▸ DATA UNDER STUDY:
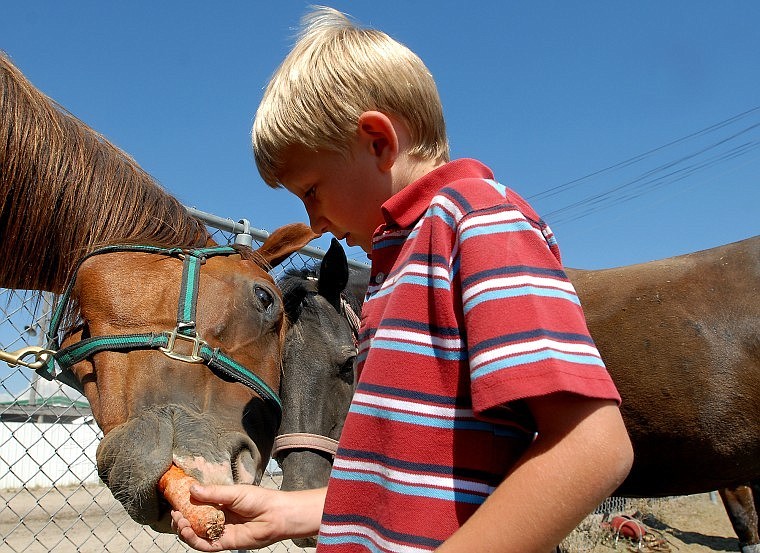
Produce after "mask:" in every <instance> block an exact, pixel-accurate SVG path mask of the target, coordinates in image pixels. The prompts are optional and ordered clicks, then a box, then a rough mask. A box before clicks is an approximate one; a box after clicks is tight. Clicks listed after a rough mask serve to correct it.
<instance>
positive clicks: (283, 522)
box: [171, 484, 325, 551]
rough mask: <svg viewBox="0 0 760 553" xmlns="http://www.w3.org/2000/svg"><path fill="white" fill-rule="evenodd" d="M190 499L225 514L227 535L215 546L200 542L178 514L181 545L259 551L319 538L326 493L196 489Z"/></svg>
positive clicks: (176, 520)
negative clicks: (281, 544) (212, 505)
mask: <svg viewBox="0 0 760 553" xmlns="http://www.w3.org/2000/svg"><path fill="white" fill-rule="evenodd" d="M190 496H191V498H192V499H193V500H196V501H198V502H201V503H211V504H216V505H219V506H220V507H221V509H222V510H224V513H225V519H226V522H225V525H224V533H223V534H222V536H221V537H220V538H219V539H218V540H215V541H213V542H212V541H209V540H207V539H205V538H201V537H200V536H198V535H196V533H195V532H193V529H192V528H191V527H190V522H189V521H188V520H187V519H186V518H185V517H184V516H183V515H182V513H181V512H179V511H172V513H171V516H172V528H173V529H174V530H176V532H177V535H178V536H179V538H180V539H181V540H182V541H184V542H185V543H186V544H188V545H189V546H190V547H192V548H194V549H197V550H198V551H225V550H228V549H260V548H262V547H266V546H267V545H271V544H272V543H275V542H278V541H281V540H285V539H290V538H296V537H305V536H311V535H314V534H316V533H317V531H318V530H319V521H320V519H321V515H322V508H323V507H324V498H325V489H318V490H305V491H300V492H281V491H278V490H271V489H267V488H261V487H259V486H253V485H250V484H235V485H231V486H197V485H194V486H192V487H191V488H190Z"/></svg>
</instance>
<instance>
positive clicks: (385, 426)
mask: <svg viewBox="0 0 760 553" xmlns="http://www.w3.org/2000/svg"><path fill="white" fill-rule="evenodd" d="M383 212H384V216H385V221H386V223H385V225H383V226H381V227H380V228H379V229H378V231H377V232H376V233H375V236H374V238H373V249H372V276H371V279H370V286H369V289H368V292H367V299H366V301H365V303H364V307H363V309H362V328H361V333H360V346H359V355H358V365H357V367H358V372H359V375H360V376H359V381H358V387H357V390H356V393H355V395H354V398H353V401H352V404H351V409H350V412H349V414H348V418H347V419H346V424H345V427H344V429H343V433H342V435H341V439H340V447H339V450H338V453H337V455H336V457H335V463H334V465H333V471H332V474H331V477H330V484H329V487H328V492H327V499H326V503H325V511H324V515H323V519H322V525H321V528H320V535H319V545H318V551H319V552H320V553H328V552H330V553H337V552H348V551H351V552H355V551H377V552H385V551H399V552H404V553H414V552H418V551H431V550H433V549H435V548H436V547H437V546H438V545H439V544H440V543H441V542H443V541H444V540H445V539H446V538H447V537H448V536H449V535H451V534H452V533H453V532H454V531H455V530H456V529H457V528H458V527H459V526H461V524H462V523H463V522H464V521H465V520H467V518H468V517H469V516H470V515H471V514H472V513H473V512H474V511H475V510H476V509H477V508H478V506H479V505H480V504H481V503H482V502H483V501H484V500H485V499H486V497H487V496H488V495H489V494H490V493H491V492H492V491H493V490H494V488H495V487H496V486H497V485H498V484H499V483H500V482H501V480H502V479H503V478H504V475H505V474H506V473H507V472H508V470H509V469H510V467H511V466H512V465H513V464H514V463H515V461H516V459H517V458H518V457H519V456H520V455H521V454H522V453H523V452H524V451H525V448H526V447H527V446H528V445H529V444H530V442H531V441H532V439H533V436H534V433H535V431H534V424H533V421H532V418H531V416H530V413H529V412H528V410H527V409H526V408H525V404H524V403H523V402H522V401H520V400H522V399H524V398H529V397H536V396H542V395H546V394H550V393H552V392H559V391H565V392H571V393H575V394H581V395H583V396H587V397H593V398H604V399H614V400H616V401H620V397H619V395H618V393H617V390H616V389H615V386H614V384H613V383H612V381H611V379H610V377H609V375H608V373H607V370H606V369H605V367H604V364H603V363H602V360H601V358H600V356H599V353H598V351H597V350H596V347H595V346H594V343H593V341H592V339H591V337H590V336H589V332H588V329H587V327H586V323H585V319H584V316H583V312H582V310H581V306H580V302H579V300H578V297H577V295H576V293H575V290H574V289H573V286H572V285H571V284H570V282H569V281H568V279H567V277H566V275H565V273H564V271H563V269H562V264H561V261H560V255H559V250H558V248H557V243H556V241H555V239H554V236H553V235H552V233H551V231H550V230H549V227H548V226H547V225H546V224H545V223H544V222H543V221H542V220H541V219H540V218H539V217H538V216H537V215H536V214H535V213H534V211H533V209H532V208H531V207H530V206H529V205H528V204H527V203H526V202H525V201H524V200H523V199H522V198H520V197H519V196H518V195H517V194H515V193H514V192H512V191H511V190H510V189H508V188H506V187H504V186H503V185H501V184H499V183H498V182H496V181H495V180H494V177H493V174H492V173H491V171H490V170H489V169H488V168H487V167H486V166H484V165H483V164H481V163H479V162H477V161H475V160H471V159H462V160H457V161H453V162H450V163H448V164H446V165H443V166H442V167H439V168H438V169H436V170H434V171H433V172H431V173H429V174H427V175H425V176H424V177H423V178H421V179H419V180H417V181H415V182H414V183H412V184H410V185H409V186H407V187H406V188H404V189H403V190H402V191H400V192H399V193H397V194H395V195H394V196H393V197H392V198H391V199H390V200H388V201H387V202H386V203H385V204H384V205H383Z"/></svg>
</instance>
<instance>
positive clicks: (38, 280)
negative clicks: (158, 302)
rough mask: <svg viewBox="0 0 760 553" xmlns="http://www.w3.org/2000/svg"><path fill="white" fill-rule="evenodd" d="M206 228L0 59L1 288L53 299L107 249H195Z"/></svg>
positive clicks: (9, 61)
mask: <svg viewBox="0 0 760 553" xmlns="http://www.w3.org/2000/svg"><path fill="white" fill-rule="evenodd" d="M209 240H210V237H209V234H208V231H207V230H206V227H205V225H204V224H203V223H202V222H201V221H199V220H197V219H195V218H193V217H191V216H190V215H189V214H188V213H187V211H186V209H185V208H184V206H183V205H182V204H181V203H180V202H179V201H178V200H177V199H176V198H174V197H173V196H171V195H170V194H168V193H167V192H166V191H165V190H163V188H162V187H161V186H160V185H159V184H158V183H157V182H156V181H155V180H154V179H153V178H152V177H151V176H150V175H148V174H147V173H146V172H145V171H144V170H142V169H141V168H140V167H139V166H138V165H137V163H136V162H135V161H134V160H133V159H132V158H131V157H130V156H129V155H127V154H126V153H125V152H123V151H122V150H120V149H119V148H117V147H116V146H114V145H113V144H112V143H111V142H109V141H108V140H107V139H106V138H105V137H103V136H102V135H101V134H99V133H97V132H96V131H94V130H93V129H91V128H90V127H88V126H87V125H86V124H84V123H83V122H82V121H80V120H79V119H77V118H76V117H74V116H73V115H72V114H71V113H69V112H68V111H67V110H66V109H65V108H63V107H62V106H60V105H59V104H58V103H57V102H55V101H54V100H52V99H50V98H48V97H47V96H46V95H44V94H43V93H42V92H40V91H39V90H38V89H37V88H35V87H34V86H33V85H32V84H31V83H30V82H29V81H28V80H27V79H26V77H24V75H23V74H22V73H21V72H20V71H19V70H18V69H17V68H16V67H15V66H14V65H13V64H12V63H11V62H10V60H9V59H8V58H7V56H6V55H4V54H3V52H0V256H1V257H0V258H1V259H2V260H3V263H1V264H0V287H4V288H15V289H30V290H48V291H53V292H59V291H61V290H62V288H63V287H64V286H65V283H66V281H67V279H68V277H69V275H70V272H71V271H72V269H73V268H74V266H75V265H76V263H77V261H78V260H79V259H80V258H82V257H83V256H84V255H86V254H87V253H89V252H91V251H93V250H94V249H96V248H98V247H100V246H103V245H107V244H114V243H143V244H152V245H158V246H187V247H191V246H202V245H205V244H207V243H208V242H209Z"/></svg>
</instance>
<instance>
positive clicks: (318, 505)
mask: <svg viewBox="0 0 760 553" xmlns="http://www.w3.org/2000/svg"><path fill="white" fill-rule="evenodd" d="M326 494H327V488H318V489H315V490H302V491H295V492H283V493H282V494H281V496H280V497H281V499H282V501H281V502H280V506H279V509H278V511H279V512H280V513H281V514H282V524H283V527H284V528H287V531H286V533H287V535H288V537H290V538H305V537H308V536H314V535H316V534H317V532H319V525H320V522H321V520H322V511H323V510H324V507H325V497H326Z"/></svg>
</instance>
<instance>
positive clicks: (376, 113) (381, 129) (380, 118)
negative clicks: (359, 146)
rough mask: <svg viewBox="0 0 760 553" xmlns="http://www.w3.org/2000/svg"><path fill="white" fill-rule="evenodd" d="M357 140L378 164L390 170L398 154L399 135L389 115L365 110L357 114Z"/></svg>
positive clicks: (384, 169)
mask: <svg viewBox="0 0 760 553" xmlns="http://www.w3.org/2000/svg"><path fill="white" fill-rule="evenodd" d="M359 140H360V141H361V142H362V144H364V145H366V147H367V148H369V149H371V152H372V155H374V156H376V157H377V161H378V166H379V167H380V168H381V169H382V170H385V171H388V170H390V168H391V167H393V164H394V163H395V162H396V158H398V154H399V136H398V134H397V133H396V128H395V127H394V126H393V121H391V119H390V117H388V116H387V115H385V114H384V113H382V112H379V111H365V112H364V113H362V114H361V115H360V116H359Z"/></svg>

▸ WHAT NEEDS TO BE DONE: Recast everything in the records from the line containing "499L225 514L227 535L215" down to and including the line containing "positive clicks: (176, 520)" as a Markdown table with the columns Row and Line Text. Number each line in order and omit any blank lines.

▸ RESULT FOR THIS EXERCISE:
| Row | Line Text |
|---|---|
| 1 | rough mask: <svg viewBox="0 0 760 553" xmlns="http://www.w3.org/2000/svg"><path fill="white" fill-rule="evenodd" d="M190 499L225 514L227 535L215 546L200 542L178 514L181 545L259 551L319 538L326 493L196 489Z"/></svg> |
| 2 | positive clicks: (176, 520) |